THE REQUEST: Return the records exactly as they are.

LISTED RECORDS:
** begin **

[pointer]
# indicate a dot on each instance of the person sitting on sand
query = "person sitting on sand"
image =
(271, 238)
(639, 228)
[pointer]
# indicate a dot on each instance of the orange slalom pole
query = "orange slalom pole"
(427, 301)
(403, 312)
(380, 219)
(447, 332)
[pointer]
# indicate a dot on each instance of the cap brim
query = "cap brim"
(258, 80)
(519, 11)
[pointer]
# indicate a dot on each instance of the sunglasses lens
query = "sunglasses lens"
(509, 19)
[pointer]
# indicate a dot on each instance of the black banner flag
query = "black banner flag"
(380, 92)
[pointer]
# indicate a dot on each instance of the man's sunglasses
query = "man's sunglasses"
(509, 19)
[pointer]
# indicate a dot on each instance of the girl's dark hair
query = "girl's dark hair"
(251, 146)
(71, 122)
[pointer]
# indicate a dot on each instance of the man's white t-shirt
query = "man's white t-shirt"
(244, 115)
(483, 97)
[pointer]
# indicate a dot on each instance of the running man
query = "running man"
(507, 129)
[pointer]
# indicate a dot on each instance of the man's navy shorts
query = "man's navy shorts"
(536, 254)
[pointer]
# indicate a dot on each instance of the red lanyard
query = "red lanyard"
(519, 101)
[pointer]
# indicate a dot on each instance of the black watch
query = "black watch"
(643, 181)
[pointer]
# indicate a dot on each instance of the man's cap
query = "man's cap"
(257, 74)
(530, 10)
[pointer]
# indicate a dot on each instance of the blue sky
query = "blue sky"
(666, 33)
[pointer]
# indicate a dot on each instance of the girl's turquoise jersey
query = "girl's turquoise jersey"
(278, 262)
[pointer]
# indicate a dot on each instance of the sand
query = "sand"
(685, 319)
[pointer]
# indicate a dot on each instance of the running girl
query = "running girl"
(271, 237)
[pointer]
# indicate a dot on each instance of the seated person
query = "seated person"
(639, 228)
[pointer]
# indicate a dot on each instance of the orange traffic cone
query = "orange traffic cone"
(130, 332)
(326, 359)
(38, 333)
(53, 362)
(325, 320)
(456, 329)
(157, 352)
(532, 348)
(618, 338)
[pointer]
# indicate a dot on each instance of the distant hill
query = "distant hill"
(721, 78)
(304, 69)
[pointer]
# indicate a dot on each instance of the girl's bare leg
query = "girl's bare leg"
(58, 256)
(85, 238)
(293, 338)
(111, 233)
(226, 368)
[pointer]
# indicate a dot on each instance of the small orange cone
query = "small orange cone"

** end **

FINISHED EXERCISE:
[pointer]
# indicate a dot on each instance of the person sitting on sand
query = "person sitting on sand"
image =
(271, 238)
(639, 228)
[pointer]
# indicate a dot on each instance of the orange slalom pole
query = "orange slalom pole"
(427, 301)
(403, 312)
(380, 219)
(447, 332)
[pointer]
# indicate a dot on each instance of the cap brim
query = "cap brim"
(258, 80)
(519, 11)
[pointer]
# indicate a dot on each instance of the sunglasses lens
query = "sunglasses lens"
(509, 19)
[pointer]
# indicate a dot on each instance of the black banner flag
query = "black banner flag"
(380, 92)
[pointer]
# indicate a dot on each instance of the man's sunglasses
query = "man's sunglasses"
(509, 19)
[pointer]
# indicate a dot on each instance of the girl's dark hair
query = "girl's dark hair"
(251, 146)
(71, 122)
[pointer]
# indicate a dot on each instance of the man's white t-shirt
query = "man's white t-shirt"
(244, 115)
(483, 97)
[pointer]
# indicate a dot on each instance of the running man
query = "running man"
(507, 129)
[pointer]
# indicate a dot on each instance of the man's navy shorts
query = "man's navy shorts"
(536, 254)
[pointer]
# indicate a dot on each instance of the red lanyard
query = "red lanyard"
(519, 101)
[pointer]
# indicate a dot on each instance of the black watch
query = "black watch"
(643, 181)
[pointer]
# indicate a dot on each instance of the man's cap
query = "man's cap"
(257, 74)
(530, 10)
[pointer]
# indicate a dot on each instance of the blue sky
query = "blue sky"
(666, 33)
[pointer]
# indicate a dot on each instance of the girl's turquoise jersey
query = "girl's turquoise jersey"
(278, 262)
[pointer]
# indicate a dot on each instance of the sand
query = "sand"
(685, 319)
[pointer]
# indicate a dot on each instance of the running girl
query = "running girl"
(271, 237)
[pointer]
# indicate a dot on each instance of the seated person
query = "seated person"
(639, 228)
[pointer]
# indicate a dot on each instance of the orange traffic cone
query = "orange traffic cone"
(130, 332)
(326, 359)
(38, 333)
(53, 362)
(325, 320)
(456, 329)
(157, 352)
(532, 348)
(618, 338)
[pointer]
# indicate a dot on each instance of the distant hill
query = "distant hill"
(721, 78)
(304, 69)
[pointer]
# indicate a dot on each instance of the girl's bare leg
query = "girl's bare leg"
(58, 256)
(85, 238)
(293, 338)
(111, 233)
(226, 368)
[pointer]
# indicate a dot on each instance of the small orange cone
query = "small orange cone"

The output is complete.